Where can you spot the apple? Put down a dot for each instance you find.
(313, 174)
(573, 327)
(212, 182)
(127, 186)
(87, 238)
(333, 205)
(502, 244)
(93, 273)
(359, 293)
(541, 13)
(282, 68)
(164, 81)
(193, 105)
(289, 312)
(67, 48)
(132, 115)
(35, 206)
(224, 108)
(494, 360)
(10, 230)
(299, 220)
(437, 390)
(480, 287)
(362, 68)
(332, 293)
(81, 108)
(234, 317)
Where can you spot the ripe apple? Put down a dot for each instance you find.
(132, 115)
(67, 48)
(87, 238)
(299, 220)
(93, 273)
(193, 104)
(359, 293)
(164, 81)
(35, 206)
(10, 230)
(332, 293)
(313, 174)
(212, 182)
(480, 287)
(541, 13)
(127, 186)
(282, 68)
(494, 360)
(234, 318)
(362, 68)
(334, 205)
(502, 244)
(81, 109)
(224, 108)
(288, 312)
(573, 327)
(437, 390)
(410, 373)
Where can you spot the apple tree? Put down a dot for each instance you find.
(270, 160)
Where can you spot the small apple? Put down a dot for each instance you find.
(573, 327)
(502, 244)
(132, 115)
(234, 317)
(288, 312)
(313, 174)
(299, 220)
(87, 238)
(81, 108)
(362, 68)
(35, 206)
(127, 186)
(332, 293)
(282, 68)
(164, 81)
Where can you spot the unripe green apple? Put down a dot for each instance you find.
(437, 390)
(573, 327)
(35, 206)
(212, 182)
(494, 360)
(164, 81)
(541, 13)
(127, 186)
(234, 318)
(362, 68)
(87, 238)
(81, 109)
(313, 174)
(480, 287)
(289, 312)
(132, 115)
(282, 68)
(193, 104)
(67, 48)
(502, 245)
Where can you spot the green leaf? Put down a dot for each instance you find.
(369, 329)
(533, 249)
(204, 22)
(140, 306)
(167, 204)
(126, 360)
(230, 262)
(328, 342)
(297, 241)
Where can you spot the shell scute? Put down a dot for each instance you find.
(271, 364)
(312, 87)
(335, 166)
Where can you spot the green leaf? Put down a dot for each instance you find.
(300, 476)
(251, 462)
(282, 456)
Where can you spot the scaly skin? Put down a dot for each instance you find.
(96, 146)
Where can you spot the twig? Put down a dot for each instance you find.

YOUR TASK: Output the lines from the one with "Where can you spot the unripe" through the end of the records above, exactly, including both ends, and nothing besides.

REPLY:
Where can you spot the unripe green apple? Put down a dot for each instance you find.
(437, 390)
(573, 327)
(35, 206)
(212, 182)
(494, 360)
(164, 81)
(541, 13)
(127, 186)
(234, 318)
(362, 68)
(87, 238)
(81, 109)
(313, 174)
(480, 287)
(289, 312)
(132, 115)
(282, 68)
(193, 104)
(67, 48)
(502, 245)
Where can you spot the green leaf? Put down a dot for each instance you find.
(369, 329)
(533, 249)
(204, 22)
(140, 306)
(167, 204)
(126, 360)
(230, 262)
(328, 342)
(297, 241)
Where can you spot the shell scute? Put down a dot for each instance you find.
(271, 364)
(312, 87)
(335, 166)
Where can you spot the green leaf? Put down a dot for each instance you find.
(300, 476)
(251, 462)
(282, 456)
Where can you spot the scaly skin? Put down a dot for each instance you find.
(96, 146)
Where can you spot the twig? Put down a dot for each instance you find.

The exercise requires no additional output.